* [Dataset extract]:
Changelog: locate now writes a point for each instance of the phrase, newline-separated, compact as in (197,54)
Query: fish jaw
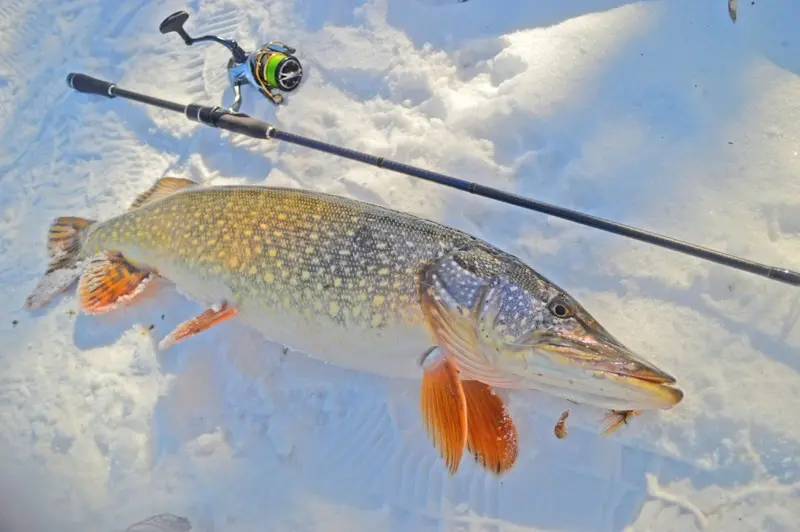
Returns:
(495,316)
(572,378)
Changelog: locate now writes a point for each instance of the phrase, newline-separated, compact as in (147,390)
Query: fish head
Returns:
(510,326)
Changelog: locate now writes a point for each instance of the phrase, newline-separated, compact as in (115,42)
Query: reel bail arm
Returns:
(271,69)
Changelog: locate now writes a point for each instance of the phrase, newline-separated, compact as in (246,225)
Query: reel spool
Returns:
(273,69)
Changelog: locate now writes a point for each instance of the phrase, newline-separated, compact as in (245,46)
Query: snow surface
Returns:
(662,114)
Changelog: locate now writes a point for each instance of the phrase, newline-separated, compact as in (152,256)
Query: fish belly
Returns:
(330,277)
(391,350)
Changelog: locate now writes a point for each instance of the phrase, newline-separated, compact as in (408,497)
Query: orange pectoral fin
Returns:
(492,436)
(109,282)
(444,409)
(200,323)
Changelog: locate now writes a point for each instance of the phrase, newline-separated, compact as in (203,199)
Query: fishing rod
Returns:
(246,125)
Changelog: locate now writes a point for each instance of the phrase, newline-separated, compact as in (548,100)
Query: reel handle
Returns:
(175,22)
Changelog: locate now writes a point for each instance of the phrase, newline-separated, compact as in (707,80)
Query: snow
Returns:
(661,114)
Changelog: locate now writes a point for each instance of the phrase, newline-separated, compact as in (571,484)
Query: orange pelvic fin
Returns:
(109,282)
(492,436)
(208,318)
(444,407)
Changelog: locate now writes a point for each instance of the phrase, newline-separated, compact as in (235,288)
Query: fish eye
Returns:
(560,309)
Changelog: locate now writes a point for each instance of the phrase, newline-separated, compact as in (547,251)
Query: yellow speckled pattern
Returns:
(307,253)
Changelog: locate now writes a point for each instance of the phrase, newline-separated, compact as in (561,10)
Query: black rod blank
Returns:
(252,127)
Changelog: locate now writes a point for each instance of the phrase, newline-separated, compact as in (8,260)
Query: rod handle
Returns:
(90,85)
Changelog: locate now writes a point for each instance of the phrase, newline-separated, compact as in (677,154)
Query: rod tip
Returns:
(784,275)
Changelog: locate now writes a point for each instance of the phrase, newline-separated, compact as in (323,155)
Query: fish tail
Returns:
(64,241)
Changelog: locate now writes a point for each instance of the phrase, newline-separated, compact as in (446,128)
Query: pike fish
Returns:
(362,287)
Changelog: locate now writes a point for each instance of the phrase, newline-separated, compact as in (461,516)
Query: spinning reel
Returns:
(270,69)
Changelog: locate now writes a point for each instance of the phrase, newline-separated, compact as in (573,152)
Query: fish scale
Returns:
(306,252)
(365,288)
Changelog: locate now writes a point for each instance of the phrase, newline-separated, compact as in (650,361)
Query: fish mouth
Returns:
(608,359)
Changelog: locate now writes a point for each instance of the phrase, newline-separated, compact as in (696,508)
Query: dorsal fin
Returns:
(161,189)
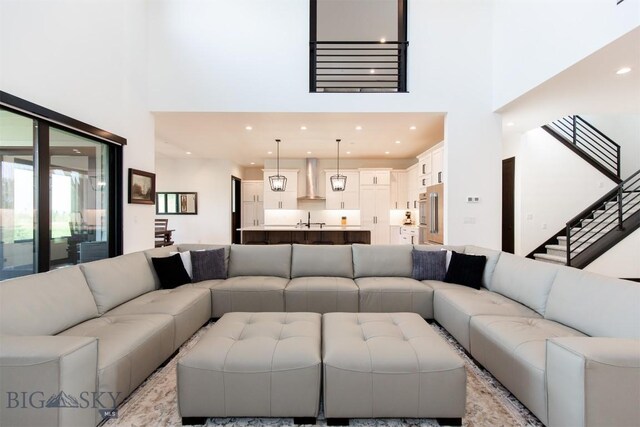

* [What is being asked]: If a line in the listing holds the word "reel", list that line.

* [Answer to this exercise]:
Query: reel bail arm
Query: reel spool
Query: reel handle
Query: spinning reel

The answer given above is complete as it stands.